** AIM OF THE EXERCISE **
Extend the article below on John Grotzinger's Stony Brook talk about a possibly habitable past environment at Mars's Gale Crater, continuing directly after its final sentence.

** PROVIDED PASSAGE **

BEGIN

On April 26, John Grotzinger, a Professor of Geology at the California Institute of Technology, told the Stony Brook University audience about the possibility of Mars previously having a habitable environment. While the giant planet is known for its reddish color, Grotzinger’s discovery of gray colored rock signified the possibility of life, which left scientists and Mars enthusiasts in the room in awe.
Grotzinger served as the Chief Scientist of the Mars Science Laboratory Rover, Curiosity. The Curiosity rover was announced to start its two-year mission in 2012 to discover if Mars was ever able to support microbial life and Grotzinger made headlines when rumors spread about the rover possibly finding signs of life.
His work found that while Mars is red, when drilled a couple inches into the ground, the rock is gray-colored at Gale Crater, meaning that the iron there is not fully oxidized. Grotzinger said that “these rocks are gray because they formed in a lake where the iron was produced and it’s not able to form this mineral called hematite.” Hematite would’ve given the rock a reddish-black color, but magnetite was found instead; and in magnetite, iron is not fully oxidized.
Gale Crater on Mars is the main location where geologists and planetary scientists are searching for habitable environments. Gale belongs to a family of filled craters that were eroded. Grotzinger said, “Mars once had a warmer climate that allowed bedrock erosion to occur.” Grotzinger said that water erosion may explain flat layers on Mars. And the stratigraphy, or order and position of the layer Gale Crater, shows that there may have been a lake that supported life.
Ella Holme, a graduate student studying hydrothermal geochemistry and planetary science, said, “One of the most important things that I think someone can take away from the study of areas like Gale Crater is that you can employ traditional geologic methods to a completely alien environment and they still hold true.” This means that everything that scientists know about Gale Crater is based on the basic laws of sedimentology and stratigraphy that have been used to explain life on Earth.

END

** RECORDS PROVIDED **

BEGIN

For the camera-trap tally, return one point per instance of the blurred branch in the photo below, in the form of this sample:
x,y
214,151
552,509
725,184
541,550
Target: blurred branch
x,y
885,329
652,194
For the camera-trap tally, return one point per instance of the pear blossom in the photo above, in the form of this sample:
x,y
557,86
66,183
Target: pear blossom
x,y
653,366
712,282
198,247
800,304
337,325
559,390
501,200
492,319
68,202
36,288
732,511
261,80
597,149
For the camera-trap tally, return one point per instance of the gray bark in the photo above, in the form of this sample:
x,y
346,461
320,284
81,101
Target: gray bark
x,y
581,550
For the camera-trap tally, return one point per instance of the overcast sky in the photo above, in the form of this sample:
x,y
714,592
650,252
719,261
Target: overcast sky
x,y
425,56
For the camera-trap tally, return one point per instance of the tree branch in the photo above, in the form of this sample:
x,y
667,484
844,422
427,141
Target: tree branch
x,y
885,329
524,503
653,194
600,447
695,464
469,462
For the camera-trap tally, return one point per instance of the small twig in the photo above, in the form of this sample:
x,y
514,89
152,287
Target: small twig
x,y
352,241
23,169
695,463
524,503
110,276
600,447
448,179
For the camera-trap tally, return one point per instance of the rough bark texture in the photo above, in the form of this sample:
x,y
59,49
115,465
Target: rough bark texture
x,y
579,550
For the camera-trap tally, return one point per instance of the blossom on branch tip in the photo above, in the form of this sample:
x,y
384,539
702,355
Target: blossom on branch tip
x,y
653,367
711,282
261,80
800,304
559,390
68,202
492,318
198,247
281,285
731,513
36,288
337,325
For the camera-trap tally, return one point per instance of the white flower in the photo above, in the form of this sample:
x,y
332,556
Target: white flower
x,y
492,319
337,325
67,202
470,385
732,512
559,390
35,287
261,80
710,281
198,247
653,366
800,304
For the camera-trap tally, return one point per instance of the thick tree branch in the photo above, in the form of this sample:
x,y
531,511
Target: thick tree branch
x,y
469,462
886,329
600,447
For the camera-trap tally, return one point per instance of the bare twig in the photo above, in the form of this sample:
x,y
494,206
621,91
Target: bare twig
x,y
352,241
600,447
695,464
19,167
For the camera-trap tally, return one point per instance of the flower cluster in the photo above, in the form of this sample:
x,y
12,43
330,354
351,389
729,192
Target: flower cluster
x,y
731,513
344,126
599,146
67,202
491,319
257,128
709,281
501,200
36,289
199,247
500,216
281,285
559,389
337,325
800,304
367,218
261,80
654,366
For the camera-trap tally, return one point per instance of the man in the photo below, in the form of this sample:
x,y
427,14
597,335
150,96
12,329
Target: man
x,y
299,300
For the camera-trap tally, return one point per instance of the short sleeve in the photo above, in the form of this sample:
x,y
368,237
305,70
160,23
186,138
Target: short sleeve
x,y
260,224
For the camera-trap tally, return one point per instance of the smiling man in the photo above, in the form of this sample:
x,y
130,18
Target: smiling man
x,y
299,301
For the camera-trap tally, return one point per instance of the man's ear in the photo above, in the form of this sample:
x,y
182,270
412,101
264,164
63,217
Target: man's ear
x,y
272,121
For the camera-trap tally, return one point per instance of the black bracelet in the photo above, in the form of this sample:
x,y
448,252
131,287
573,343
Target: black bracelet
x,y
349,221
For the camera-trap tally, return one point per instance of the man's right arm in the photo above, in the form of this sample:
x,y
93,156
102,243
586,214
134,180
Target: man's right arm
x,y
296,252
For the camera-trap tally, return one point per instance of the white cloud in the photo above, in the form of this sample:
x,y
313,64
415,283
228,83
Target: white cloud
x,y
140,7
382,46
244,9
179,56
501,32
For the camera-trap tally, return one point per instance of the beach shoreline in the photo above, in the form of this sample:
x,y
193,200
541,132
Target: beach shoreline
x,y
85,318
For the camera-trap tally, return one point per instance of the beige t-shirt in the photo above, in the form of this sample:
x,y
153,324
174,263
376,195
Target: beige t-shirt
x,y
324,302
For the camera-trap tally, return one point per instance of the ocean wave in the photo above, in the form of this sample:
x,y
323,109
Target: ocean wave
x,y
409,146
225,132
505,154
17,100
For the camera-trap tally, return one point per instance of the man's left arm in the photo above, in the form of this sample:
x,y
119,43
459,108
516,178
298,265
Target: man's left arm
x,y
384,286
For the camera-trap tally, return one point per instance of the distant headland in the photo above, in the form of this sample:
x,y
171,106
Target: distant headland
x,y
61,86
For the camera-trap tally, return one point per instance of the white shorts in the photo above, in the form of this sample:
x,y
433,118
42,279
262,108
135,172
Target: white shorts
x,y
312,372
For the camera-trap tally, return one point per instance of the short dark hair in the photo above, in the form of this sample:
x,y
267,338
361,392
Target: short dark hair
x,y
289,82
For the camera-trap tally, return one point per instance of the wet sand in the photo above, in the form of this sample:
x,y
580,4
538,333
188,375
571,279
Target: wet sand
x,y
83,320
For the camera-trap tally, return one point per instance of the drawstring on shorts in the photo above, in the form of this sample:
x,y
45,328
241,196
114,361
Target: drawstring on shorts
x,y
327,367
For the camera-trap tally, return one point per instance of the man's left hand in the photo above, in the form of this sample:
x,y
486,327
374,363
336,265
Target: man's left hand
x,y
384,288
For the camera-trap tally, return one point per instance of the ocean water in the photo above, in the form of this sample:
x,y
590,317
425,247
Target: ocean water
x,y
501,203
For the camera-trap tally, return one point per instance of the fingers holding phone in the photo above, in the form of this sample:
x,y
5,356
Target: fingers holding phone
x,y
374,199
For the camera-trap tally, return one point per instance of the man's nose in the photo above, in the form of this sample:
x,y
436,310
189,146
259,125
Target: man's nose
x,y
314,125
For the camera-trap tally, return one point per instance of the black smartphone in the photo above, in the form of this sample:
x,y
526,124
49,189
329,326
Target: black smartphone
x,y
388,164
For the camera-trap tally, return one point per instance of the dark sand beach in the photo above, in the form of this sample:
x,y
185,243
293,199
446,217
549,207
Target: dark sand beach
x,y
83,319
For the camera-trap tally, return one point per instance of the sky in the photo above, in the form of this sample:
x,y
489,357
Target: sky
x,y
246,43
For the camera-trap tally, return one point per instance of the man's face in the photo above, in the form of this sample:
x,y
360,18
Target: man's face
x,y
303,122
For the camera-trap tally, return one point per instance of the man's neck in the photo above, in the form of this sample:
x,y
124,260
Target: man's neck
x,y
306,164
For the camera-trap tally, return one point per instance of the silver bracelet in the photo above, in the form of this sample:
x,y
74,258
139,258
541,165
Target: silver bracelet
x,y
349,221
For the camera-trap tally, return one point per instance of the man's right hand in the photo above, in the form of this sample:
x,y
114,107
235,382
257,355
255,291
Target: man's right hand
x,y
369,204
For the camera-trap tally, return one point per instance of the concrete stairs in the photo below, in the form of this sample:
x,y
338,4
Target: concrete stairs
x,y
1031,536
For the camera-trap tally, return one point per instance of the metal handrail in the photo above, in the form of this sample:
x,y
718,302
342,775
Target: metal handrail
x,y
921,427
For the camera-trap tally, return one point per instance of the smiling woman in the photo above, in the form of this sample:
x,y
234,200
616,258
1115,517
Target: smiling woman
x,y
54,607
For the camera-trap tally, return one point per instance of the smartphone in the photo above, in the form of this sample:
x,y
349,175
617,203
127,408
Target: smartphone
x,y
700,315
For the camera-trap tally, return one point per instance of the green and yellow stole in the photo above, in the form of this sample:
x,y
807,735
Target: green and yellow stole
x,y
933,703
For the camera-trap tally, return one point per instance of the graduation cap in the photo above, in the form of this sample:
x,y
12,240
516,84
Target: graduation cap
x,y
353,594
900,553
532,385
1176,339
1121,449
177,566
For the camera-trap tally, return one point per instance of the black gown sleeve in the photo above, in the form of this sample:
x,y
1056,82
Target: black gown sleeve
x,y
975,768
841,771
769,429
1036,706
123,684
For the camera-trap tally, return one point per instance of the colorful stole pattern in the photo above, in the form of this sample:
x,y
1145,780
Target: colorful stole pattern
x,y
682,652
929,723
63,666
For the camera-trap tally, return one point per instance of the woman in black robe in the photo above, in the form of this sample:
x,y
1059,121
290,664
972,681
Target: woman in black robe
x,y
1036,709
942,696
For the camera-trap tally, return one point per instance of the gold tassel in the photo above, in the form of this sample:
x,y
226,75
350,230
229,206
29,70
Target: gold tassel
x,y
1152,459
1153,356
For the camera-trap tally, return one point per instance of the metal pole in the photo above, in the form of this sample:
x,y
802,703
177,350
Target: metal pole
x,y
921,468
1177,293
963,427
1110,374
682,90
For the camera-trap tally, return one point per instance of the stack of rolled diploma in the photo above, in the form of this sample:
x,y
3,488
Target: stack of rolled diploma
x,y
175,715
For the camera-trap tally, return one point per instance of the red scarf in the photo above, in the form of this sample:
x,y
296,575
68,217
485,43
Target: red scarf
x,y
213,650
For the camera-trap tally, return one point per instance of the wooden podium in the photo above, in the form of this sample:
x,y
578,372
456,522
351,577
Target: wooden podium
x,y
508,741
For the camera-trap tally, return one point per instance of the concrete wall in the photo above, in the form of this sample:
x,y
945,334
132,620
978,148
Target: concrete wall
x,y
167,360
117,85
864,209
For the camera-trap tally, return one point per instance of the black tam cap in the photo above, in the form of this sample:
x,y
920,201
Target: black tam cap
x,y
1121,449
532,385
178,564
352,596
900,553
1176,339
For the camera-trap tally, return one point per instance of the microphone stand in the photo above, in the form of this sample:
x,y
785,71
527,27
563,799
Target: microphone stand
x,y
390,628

END

** OUTPUT **
Joel Hurowitz, an assistant professor in planetary geology, said “John’s research has taken him from modern rocks in the Caribbean to ancient rocks in places as close as California and as far as Africa and Australia. And as we’ve heard about today, Mars.”
The studies of Gale Crater show how similar the environment is to Earth’s and suggests that ancient Earth was similar to Earth today. Research on Mars’s geological history can help explain the evolution of life on Earth; these studies show what parts of life are present before biological processes start to impact the environment.
Justin Cowart, a graduate student studying planetary geology, said, “One goal of future Mars missions will be to explore locations where life may have gotten started, which will tell us more about the conditions where that likely happened on Earth.” Mars research will help geologists better understand how life began on Earth.
Despite Grotzinger’s historical findings, some students, especially those without any knowledge of Mars, found the lecture hard to understand. Annalisa Myer, a psychology and political science double major, said, “The speaker, although presenting on largely fascinating discoveries, didn’t seem too amazed. He also used a lot of geological jargon, which made the lecture inaccessible to students.”
But Grotzinger’s discoveries and further studies of rocks in Gale Crater will help scientists understand the type of water and minerals in Martian lakes and if the rocks were fit for life to emerge and exist.